→ SUPPLIED RECORDS

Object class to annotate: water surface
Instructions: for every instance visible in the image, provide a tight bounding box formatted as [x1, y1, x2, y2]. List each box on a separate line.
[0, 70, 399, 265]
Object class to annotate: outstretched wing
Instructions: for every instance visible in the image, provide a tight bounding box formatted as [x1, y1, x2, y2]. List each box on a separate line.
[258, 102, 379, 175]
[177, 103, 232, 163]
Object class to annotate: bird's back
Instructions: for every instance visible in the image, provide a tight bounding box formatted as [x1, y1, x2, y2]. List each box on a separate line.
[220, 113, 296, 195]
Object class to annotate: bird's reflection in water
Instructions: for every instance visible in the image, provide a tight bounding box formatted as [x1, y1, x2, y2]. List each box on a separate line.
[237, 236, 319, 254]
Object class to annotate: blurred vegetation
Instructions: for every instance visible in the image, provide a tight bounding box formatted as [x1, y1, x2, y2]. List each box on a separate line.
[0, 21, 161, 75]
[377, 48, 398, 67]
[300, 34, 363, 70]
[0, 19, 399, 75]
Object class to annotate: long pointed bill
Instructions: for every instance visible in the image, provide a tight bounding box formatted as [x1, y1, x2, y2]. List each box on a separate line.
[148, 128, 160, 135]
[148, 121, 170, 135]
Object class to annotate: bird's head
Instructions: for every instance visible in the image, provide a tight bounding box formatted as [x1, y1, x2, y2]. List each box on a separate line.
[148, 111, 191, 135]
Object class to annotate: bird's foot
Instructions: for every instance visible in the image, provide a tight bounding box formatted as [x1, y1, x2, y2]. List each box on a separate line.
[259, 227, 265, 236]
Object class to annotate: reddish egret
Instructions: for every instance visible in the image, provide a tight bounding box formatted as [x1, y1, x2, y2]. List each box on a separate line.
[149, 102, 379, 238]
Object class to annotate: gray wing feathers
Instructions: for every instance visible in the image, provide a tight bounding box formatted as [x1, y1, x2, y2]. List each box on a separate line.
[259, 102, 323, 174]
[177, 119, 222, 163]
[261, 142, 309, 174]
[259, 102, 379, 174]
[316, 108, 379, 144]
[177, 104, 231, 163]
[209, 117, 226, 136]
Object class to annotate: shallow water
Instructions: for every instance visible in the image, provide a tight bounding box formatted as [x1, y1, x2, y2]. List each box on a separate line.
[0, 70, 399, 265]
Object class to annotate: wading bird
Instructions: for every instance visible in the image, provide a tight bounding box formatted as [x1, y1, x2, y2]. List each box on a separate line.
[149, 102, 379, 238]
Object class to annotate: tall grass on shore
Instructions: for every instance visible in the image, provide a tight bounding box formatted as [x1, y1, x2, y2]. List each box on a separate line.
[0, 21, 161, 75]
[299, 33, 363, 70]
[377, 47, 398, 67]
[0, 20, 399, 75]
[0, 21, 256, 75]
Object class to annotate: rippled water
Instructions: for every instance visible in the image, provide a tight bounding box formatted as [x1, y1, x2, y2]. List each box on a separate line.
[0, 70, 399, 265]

→ WHAT THE EXERCISE ASKS
Given the data above, which lines hold the string "bird"? Return them.

→ PROBLEM SOLUTION
Object class to annotate: bird's back
Object class to annotate: bird's reflection in water
Object class to annotate: bird's head
Object class to annotate: bird's foot
Object class to annotate: wading bird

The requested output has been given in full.